# What the task requires:
The lines from the one with "Target: notebook" through the last line below are to be copied exactly; no other lines are to be returned.
_ _ _ _ _ _ _
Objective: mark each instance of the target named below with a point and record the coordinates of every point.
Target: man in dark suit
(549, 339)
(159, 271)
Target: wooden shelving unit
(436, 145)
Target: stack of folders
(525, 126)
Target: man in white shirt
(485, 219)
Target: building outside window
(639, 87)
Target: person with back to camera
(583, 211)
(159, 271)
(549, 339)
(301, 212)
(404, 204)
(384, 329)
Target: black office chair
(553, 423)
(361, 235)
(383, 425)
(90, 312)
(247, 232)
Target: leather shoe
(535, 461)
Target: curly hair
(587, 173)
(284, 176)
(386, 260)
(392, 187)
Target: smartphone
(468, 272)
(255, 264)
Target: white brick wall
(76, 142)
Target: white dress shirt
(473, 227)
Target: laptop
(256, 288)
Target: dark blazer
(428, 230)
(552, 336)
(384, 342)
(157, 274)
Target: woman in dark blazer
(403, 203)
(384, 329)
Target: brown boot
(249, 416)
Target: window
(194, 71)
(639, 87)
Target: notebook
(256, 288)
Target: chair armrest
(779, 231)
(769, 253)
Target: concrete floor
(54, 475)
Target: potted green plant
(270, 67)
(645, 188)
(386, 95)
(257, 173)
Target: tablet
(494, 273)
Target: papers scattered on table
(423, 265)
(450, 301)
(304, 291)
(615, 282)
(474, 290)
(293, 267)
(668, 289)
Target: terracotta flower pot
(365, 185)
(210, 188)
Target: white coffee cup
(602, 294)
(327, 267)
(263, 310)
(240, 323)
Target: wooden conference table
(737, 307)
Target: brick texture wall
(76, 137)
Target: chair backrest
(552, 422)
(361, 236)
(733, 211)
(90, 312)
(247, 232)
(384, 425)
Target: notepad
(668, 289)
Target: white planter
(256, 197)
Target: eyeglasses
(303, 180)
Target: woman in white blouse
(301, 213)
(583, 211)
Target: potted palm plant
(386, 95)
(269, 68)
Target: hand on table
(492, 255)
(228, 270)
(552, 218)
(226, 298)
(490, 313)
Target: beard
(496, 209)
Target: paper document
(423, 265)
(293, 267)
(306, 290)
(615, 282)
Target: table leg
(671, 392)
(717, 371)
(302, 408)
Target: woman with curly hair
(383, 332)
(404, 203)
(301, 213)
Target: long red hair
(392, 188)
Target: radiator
_ _ _ _ _ _ _
# Written solution:
Target: notebook
(256, 288)
Target: chair armrest
(779, 231)
(769, 253)
Target: concrete floor
(54, 475)
Target: potted green plant
(270, 67)
(645, 188)
(386, 95)
(257, 173)
Target: tablet
(494, 273)
Target: papers scattered on table
(423, 265)
(450, 301)
(304, 291)
(615, 282)
(474, 290)
(293, 267)
(668, 289)
Target: terracotta flower pot
(365, 185)
(210, 188)
Target: white coffee cup
(602, 294)
(327, 267)
(263, 310)
(240, 323)
Target: wooden conference table
(737, 307)
Target: brick texture wall
(76, 137)
Target: chair backrest
(552, 422)
(361, 236)
(733, 211)
(90, 312)
(247, 232)
(384, 425)
Target: notepad
(668, 289)
Target: white planter
(256, 197)
Target: eyeglasses
(303, 180)
Target: woman in white blouse
(301, 213)
(583, 211)
Target: potted palm plant
(386, 95)
(269, 68)
Target: hand on table
(492, 255)
(228, 270)
(552, 218)
(226, 298)
(490, 313)
Target: beard
(496, 209)
Target: paper document
(423, 265)
(293, 267)
(306, 290)
(615, 282)
Target: table leg
(671, 392)
(717, 371)
(302, 408)
Target: woman with curly hair
(383, 332)
(404, 203)
(301, 213)
Target: long red hair
(392, 188)
Target: radiator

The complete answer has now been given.